* _Exercise_: Copy out the listing below verbatim, starting with its first line and continuing through the line that contains "positive clicks: (134, 308)", with that line included. Omit the pictures from your answer.

* _Records to process_:
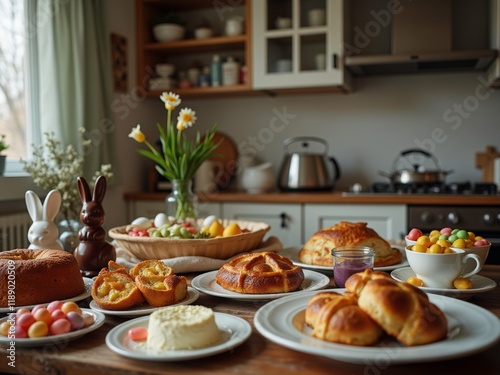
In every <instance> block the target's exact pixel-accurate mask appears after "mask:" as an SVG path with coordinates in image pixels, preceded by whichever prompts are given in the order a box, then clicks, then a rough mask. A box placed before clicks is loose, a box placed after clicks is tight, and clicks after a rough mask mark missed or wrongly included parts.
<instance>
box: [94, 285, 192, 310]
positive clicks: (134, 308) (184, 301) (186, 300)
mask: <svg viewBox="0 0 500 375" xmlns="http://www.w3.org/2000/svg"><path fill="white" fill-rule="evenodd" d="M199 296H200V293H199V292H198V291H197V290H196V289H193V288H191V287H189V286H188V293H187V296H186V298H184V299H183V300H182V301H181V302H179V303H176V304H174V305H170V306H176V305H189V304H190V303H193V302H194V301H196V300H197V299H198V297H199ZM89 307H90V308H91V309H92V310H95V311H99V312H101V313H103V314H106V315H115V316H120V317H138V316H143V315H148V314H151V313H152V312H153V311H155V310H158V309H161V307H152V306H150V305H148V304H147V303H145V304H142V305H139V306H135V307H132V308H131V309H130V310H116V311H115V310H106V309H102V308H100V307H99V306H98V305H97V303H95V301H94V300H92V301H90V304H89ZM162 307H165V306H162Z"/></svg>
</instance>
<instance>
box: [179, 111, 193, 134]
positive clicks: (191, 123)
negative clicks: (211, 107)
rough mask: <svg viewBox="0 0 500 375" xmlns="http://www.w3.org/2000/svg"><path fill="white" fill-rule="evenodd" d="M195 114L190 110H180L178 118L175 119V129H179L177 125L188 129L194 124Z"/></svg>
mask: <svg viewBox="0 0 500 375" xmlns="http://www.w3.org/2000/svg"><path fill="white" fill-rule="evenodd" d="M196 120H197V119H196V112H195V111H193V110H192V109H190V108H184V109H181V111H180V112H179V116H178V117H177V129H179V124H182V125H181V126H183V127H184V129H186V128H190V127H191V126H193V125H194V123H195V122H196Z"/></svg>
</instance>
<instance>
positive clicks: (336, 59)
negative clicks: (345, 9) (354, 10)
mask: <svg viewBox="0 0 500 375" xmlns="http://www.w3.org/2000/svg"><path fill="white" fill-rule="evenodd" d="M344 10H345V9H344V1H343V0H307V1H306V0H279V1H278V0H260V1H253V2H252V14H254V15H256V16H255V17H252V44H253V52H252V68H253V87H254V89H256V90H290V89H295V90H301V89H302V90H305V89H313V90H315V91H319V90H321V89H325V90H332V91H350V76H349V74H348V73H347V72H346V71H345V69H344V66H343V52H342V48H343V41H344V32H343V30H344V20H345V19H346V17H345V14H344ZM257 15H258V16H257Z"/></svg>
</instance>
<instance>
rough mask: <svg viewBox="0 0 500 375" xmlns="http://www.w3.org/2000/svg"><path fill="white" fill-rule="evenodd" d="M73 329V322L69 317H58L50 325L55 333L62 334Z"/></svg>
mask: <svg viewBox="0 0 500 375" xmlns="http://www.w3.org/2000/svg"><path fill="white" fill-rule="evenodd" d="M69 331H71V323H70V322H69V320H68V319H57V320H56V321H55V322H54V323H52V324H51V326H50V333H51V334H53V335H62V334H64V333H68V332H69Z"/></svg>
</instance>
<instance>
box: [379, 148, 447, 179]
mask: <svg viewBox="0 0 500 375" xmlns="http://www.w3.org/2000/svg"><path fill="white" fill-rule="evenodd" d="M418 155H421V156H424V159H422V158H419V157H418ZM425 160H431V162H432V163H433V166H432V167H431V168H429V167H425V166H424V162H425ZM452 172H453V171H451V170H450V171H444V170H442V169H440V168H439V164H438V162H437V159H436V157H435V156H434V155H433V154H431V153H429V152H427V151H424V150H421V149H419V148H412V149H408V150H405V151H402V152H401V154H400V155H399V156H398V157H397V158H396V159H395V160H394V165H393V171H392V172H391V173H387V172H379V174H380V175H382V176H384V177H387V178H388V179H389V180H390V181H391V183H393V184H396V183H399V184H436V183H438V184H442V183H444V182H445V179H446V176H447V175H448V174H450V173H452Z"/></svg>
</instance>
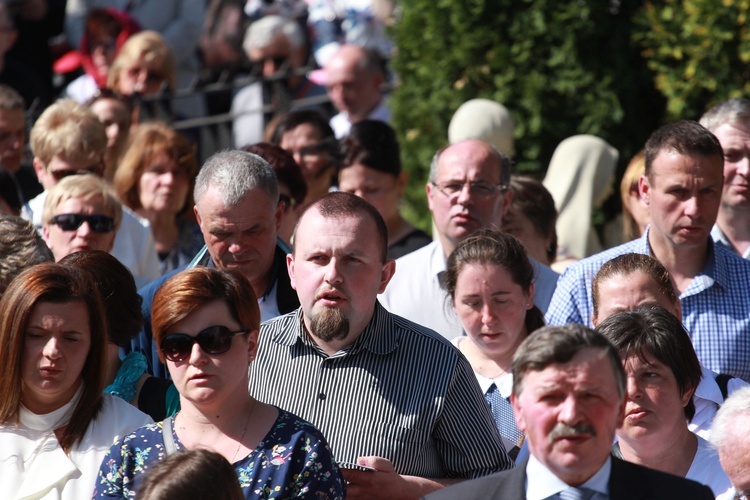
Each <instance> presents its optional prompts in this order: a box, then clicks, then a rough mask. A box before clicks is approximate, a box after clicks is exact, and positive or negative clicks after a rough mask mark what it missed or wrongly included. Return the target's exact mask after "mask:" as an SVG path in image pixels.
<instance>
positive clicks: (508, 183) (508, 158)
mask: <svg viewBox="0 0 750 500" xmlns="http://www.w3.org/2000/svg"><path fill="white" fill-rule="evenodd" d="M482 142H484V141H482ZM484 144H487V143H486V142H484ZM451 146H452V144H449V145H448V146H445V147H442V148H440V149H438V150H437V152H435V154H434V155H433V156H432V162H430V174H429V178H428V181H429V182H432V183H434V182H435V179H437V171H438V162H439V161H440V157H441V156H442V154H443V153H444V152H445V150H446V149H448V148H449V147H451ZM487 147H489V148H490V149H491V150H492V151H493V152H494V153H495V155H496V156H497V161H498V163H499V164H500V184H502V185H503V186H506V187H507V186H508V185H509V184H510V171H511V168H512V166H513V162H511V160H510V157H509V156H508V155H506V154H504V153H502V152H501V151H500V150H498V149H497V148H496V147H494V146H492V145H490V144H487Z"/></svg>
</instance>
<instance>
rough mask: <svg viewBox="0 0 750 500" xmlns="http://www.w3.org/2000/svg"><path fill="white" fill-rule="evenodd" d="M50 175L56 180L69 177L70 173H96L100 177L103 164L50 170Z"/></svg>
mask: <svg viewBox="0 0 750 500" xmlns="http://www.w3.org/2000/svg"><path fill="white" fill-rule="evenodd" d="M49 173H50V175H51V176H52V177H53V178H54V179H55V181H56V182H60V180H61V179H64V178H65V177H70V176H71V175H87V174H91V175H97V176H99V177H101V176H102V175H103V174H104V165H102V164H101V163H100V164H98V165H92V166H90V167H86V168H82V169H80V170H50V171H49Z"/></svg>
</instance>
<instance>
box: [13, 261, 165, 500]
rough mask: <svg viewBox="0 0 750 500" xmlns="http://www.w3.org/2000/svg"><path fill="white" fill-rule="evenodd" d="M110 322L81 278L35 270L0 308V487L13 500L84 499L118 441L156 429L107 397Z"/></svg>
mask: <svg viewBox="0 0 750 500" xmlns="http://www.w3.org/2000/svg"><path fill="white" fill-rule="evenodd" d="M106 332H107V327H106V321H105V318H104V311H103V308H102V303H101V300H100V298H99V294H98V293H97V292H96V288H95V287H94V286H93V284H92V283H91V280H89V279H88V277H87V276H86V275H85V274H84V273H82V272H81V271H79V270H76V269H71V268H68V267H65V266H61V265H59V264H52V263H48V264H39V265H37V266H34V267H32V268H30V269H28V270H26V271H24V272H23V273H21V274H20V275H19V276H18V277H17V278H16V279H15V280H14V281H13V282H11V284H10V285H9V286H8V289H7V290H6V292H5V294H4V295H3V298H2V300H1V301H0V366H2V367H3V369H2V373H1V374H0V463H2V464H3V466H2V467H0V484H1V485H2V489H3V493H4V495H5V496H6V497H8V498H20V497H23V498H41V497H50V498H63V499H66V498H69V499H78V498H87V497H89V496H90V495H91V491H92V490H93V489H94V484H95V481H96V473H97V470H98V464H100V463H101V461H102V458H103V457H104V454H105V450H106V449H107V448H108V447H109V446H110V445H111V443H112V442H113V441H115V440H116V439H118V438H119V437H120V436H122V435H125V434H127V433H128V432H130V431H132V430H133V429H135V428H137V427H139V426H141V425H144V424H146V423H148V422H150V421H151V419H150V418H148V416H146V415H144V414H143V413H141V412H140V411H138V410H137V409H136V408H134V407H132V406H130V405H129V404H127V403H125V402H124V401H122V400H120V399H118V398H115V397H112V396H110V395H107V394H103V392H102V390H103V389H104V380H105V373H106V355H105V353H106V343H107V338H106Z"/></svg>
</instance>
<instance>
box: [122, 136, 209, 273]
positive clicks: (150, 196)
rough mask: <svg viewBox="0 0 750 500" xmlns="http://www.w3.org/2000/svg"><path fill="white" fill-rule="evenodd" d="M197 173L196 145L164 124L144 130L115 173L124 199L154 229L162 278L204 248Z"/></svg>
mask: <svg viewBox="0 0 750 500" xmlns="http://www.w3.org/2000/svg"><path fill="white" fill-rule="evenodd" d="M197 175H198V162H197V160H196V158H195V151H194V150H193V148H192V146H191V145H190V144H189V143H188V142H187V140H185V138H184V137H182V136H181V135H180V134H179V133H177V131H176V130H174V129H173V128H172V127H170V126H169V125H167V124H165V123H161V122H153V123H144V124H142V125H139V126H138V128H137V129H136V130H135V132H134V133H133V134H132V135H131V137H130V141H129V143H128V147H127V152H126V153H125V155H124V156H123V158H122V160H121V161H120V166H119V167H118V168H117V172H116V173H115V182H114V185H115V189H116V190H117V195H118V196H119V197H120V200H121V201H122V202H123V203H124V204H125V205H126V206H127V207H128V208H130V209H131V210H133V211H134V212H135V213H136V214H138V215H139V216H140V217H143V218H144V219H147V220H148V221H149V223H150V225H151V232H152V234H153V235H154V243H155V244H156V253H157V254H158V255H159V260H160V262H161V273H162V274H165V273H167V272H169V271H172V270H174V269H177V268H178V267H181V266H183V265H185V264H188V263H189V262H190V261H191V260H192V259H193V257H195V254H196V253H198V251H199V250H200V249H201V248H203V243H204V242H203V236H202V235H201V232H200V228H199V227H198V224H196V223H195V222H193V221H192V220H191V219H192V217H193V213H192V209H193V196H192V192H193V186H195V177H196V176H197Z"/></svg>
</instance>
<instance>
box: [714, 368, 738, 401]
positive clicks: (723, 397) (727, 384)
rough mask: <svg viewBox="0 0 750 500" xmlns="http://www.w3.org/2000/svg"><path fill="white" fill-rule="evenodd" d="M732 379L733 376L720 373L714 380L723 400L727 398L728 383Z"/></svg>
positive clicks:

* _Response_:
In every <instance> block the target's exact pixel-accurate mask appears after "mask:" as an SVG path with coordinates in image pixels, preceded by whichever prompts are given in the order a box, then clicks, then a rough mask. A box placed before clicks is loose, a box placed after clicks is tight, and clicks after a rough mask mark missed or wrongly included parts.
<instance>
box: [94, 285, 192, 310]
positive clicks: (134, 308) (184, 301) (186, 300)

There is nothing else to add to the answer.